= Beginning of Section =

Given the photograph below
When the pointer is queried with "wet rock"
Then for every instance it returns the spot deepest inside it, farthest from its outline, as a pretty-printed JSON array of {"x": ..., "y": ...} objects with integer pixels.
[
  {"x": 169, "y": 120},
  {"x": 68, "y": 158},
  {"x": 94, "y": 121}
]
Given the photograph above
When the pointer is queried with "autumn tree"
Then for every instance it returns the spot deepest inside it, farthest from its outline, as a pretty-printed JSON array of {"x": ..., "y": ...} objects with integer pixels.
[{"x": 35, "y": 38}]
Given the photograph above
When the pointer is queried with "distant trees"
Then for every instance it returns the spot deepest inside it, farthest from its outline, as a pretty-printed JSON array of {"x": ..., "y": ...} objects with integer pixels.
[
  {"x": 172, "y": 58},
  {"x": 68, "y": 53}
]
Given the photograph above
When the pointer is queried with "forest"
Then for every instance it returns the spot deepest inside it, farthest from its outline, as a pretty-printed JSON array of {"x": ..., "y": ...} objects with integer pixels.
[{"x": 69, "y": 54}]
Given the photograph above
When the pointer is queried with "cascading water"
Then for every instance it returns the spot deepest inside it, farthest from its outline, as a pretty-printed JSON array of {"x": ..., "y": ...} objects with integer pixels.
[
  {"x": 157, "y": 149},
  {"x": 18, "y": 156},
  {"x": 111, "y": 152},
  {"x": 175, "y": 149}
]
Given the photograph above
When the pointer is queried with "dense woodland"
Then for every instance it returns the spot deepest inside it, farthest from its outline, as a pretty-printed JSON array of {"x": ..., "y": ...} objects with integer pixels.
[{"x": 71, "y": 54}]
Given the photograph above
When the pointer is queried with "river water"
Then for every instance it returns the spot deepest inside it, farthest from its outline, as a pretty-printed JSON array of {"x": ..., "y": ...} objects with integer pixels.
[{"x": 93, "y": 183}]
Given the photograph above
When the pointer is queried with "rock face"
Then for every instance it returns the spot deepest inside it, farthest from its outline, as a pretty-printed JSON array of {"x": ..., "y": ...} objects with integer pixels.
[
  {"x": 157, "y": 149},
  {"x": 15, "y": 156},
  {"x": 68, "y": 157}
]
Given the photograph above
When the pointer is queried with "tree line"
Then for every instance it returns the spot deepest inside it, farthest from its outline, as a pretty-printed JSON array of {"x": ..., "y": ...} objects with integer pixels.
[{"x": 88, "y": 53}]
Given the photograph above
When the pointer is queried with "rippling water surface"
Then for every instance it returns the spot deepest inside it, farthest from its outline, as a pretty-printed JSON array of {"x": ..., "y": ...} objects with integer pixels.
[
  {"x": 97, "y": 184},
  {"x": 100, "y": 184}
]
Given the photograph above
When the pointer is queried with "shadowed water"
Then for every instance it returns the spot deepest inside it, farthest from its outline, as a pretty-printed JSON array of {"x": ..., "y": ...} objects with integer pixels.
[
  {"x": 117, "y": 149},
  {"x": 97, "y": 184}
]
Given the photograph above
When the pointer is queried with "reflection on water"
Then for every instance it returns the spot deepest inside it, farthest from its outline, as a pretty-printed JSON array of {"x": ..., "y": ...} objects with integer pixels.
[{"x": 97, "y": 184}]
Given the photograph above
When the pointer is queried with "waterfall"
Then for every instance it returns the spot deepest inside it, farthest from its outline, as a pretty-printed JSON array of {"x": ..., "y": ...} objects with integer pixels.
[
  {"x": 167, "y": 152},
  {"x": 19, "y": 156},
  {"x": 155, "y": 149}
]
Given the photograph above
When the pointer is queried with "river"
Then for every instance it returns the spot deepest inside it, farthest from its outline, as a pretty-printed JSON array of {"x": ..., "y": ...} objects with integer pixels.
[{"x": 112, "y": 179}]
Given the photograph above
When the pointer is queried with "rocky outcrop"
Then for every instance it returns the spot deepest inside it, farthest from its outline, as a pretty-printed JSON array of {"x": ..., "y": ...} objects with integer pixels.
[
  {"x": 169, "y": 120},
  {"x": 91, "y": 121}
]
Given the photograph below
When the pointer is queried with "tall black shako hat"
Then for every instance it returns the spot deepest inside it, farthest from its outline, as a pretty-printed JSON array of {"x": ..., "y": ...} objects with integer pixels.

= End of Section =

Repeat every entry exactly, please.

# [Answer section]
Given the photograph below
When the pointer is queried with "wet rock"
Then for every instance it returns the spot deepest inside it, farthest from its outline, as a pretty-printed JSON array of {"x": ..., "y": ...} objects with integer pixels.
[
  {"x": 169, "y": 120},
  {"x": 68, "y": 158},
  {"x": 94, "y": 121}
]
Given the photograph above
When the pointer is queried with "autumn tree"
Then for every instance it returns the spot deepest inside it, farthest from its outline, as a pretty-printed JSON array of {"x": ..., "y": ...} objects with integer pixels.
[{"x": 35, "y": 38}]
Given the photograph above
When the pointer is queried with "distant trees"
Then for every instance it returns the spot deepest inside it, farthest from its outline, as a pretty-printed JSON array of {"x": ..., "y": ...} objects with integer pixels.
[
  {"x": 172, "y": 58},
  {"x": 68, "y": 53}
]
Given the photograph above
When the pointer is queried with "forest"
Then for every instance it returns the spot deepest inside it, farthest from its outline, as a pretty-printed JSON array of {"x": ..., "y": ...} objects with integer pixels.
[{"x": 69, "y": 54}]
Given the photograph above
When the pointer is queried with "cascading water"
Then for every instance it returns the spot deepest inside it, farthest from its outline, as a pretty-printed JSON array of {"x": ..., "y": ...} objects with integer pixels.
[
  {"x": 157, "y": 149},
  {"x": 18, "y": 156},
  {"x": 111, "y": 152},
  {"x": 175, "y": 149}
]
Given the photograph above
When the pointer is queried with "dense woodland"
Then for every instance it returns the spot deepest inside it, farthest from its outline, as a pretty-printed JSON array of {"x": ..., "y": ...} objects with integer pixels.
[{"x": 71, "y": 54}]
Given the photograph above
When the pointer is queried with "river water"
Then for every instance it returns the spot deepest inside it, farthest from its outline, as a pretty-printed JSON array of {"x": ..., "y": ...} objects with integer pixels.
[{"x": 93, "y": 183}]
Given the photograph above
When the pointer is queried with "rock face"
Then for every instance it returns the spot deepest inside it, farthest from its outline, as a pretty-printed JSON array of {"x": ..., "y": ...} objects with integer pixels.
[
  {"x": 157, "y": 149},
  {"x": 15, "y": 156},
  {"x": 68, "y": 157}
]
Given the photograph above
When the pointer is queried with "tree line"
Then for every instance it returns the spot deepest inside it, farthest from its outline, as a pretty-printed JSON array of {"x": ..., "y": ...} objects with integer pixels.
[{"x": 88, "y": 53}]
Given the photograph above
When the pointer is queried with "rippling water surface"
Then for every instance it returns the spot deepest inside it, farthest from its outline, as a pretty-printed JSON array of {"x": ..., "y": ...} objects with integer pixels.
[
  {"x": 97, "y": 184},
  {"x": 100, "y": 184}
]
Given the photograph above
When the pointer is queried with "shadowed water"
Then for every instance it returns the spot deepest inside it, farthest from its outline, as a pretty-printed JSON array of {"x": ..., "y": ...} objects with integer pixels.
[
  {"x": 117, "y": 149},
  {"x": 97, "y": 184}
]
Given the photograph above
When the pointer is queried with "reflection on water"
Then for every instance it returns the spot deepest inside it, farthest from its outline, as a pretty-printed JSON array of {"x": ..., "y": ...} objects with integer pixels.
[{"x": 97, "y": 184}]
Given the photograph above
When the pointer is queried with "waterfall"
Then for every instance it returns the spot deepest inside it, farthest from its outline, as a pretty-printed JSON array of {"x": ..., "y": ...} objects with integer pixels.
[
  {"x": 167, "y": 152},
  {"x": 19, "y": 156},
  {"x": 155, "y": 149}
]
Given the photograph above
When the pointer is queried with "river"
Then for every instance it returns the spot deepest inside it, farthest from its outline, as a pretty-printed JSON array of {"x": ..., "y": ...} objects with integer pixels.
[{"x": 112, "y": 179}]
Given the photograph above
When the pointer is queried with "rocky outcrop"
Then for every instance it returns the spot deepest inside it, farthest from its outline, as a pretty-printed JSON array of {"x": ..., "y": ...} objects with integer pixels.
[
  {"x": 169, "y": 120},
  {"x": 91, "y": 121}
]
Given the photograph below
When the pointer is queried with "tall black shako hat"
Then for every instance it returns the spot deepest inside it, farthest from its outline, as a pretty-printed JSON array of {"x": ..., "y": ...} objects with integer pixels.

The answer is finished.